Task to complete:
Please answer these questions from the pea protein publication record, one per line:
(a) In which journal was it published?
(b) What typical protein concentration in peas does it give?
(c) Which two NIRS systems were calibrated?

Submitted to: Foods
Publication Type: Peer Reviewed Journal
Publication Acceptance Date: 11/15/2022
Publication Date: 11/18/2022
Citation: Daba, S.D., Honigs, D., McGee, R.J., Kiszonas, A. 2022. Prediction of protein concentration in pea (Pisum sativum L.) using near-infrared spectroscopy (NIRS) systems. Foods. 11(22). Article 3701. https://doi.org/10.3390/foods11223701.
Interpretive Summary: There is currently great interest in utilizing plant-based protein in food products destined for human consumption. Peas are a common source of plant-based protein, but the typical protein concentration is only 17-20%. Therefore, breeding for increased protein concentration has become a top priority. For breeding programs, it is important to have fast, non-destructive methods to measure protein concentration in seeds, which near infrared spectroscopy (NIRS) can provide. This paper reports and compares methods and models used to calibrate two (DA7250 and FT9700) NIRS systems specifically for pea protein concentration. Although the FT9700 system marginally outperformed the DA7250 system, either could be used to predict protein concentration rapidly and non-destructively.

Information given:
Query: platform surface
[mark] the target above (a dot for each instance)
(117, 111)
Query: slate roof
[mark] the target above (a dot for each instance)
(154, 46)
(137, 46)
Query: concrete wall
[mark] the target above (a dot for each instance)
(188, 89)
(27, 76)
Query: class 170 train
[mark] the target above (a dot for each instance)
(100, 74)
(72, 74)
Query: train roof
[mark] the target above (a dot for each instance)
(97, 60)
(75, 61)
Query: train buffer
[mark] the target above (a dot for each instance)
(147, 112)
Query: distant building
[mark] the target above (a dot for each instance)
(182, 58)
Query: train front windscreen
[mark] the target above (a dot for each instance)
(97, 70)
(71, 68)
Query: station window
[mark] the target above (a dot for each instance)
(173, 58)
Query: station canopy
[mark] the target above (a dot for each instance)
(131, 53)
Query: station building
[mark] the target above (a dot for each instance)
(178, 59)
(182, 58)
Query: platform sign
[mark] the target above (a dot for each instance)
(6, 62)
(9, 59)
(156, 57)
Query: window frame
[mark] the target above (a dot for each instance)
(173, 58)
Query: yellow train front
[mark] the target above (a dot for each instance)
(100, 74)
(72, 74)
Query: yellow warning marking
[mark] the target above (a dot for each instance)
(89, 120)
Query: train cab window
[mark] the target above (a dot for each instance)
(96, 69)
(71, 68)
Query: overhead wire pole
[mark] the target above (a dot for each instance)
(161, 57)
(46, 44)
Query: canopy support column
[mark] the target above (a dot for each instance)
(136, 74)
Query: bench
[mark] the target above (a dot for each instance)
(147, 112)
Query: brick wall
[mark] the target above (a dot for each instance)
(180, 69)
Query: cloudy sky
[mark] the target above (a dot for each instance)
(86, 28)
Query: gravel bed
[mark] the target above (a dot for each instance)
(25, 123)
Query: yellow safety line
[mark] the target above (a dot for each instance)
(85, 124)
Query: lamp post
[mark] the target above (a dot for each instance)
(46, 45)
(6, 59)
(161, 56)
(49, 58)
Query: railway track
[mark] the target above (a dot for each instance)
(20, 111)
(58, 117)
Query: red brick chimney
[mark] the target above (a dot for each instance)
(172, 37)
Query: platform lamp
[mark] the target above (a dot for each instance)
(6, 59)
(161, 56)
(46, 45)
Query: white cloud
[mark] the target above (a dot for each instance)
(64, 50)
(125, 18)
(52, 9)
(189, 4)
...
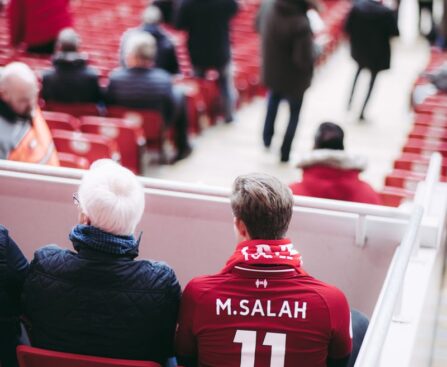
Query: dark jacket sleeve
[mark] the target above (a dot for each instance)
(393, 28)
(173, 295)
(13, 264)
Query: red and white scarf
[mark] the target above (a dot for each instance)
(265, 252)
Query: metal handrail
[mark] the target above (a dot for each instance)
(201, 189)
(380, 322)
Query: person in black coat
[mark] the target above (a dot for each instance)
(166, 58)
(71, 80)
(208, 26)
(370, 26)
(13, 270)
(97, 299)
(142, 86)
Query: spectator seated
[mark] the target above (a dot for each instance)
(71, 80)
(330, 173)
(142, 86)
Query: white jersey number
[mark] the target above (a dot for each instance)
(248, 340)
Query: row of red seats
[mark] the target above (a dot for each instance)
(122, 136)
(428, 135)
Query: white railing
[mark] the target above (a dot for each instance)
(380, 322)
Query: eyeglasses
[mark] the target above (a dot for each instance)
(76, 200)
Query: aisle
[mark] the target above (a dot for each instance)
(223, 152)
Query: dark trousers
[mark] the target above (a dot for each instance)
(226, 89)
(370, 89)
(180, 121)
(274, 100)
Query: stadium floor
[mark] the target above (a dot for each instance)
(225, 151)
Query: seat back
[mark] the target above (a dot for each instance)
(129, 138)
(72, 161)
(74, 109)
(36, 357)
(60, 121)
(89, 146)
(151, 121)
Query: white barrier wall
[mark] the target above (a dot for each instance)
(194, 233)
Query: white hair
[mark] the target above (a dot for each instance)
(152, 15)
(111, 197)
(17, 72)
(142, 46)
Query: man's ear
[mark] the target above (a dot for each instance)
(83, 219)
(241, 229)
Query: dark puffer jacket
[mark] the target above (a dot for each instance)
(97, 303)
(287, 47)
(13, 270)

Answer for the task:
(a) Foods
(b) 17-20%
(c) DA7250 and FT9700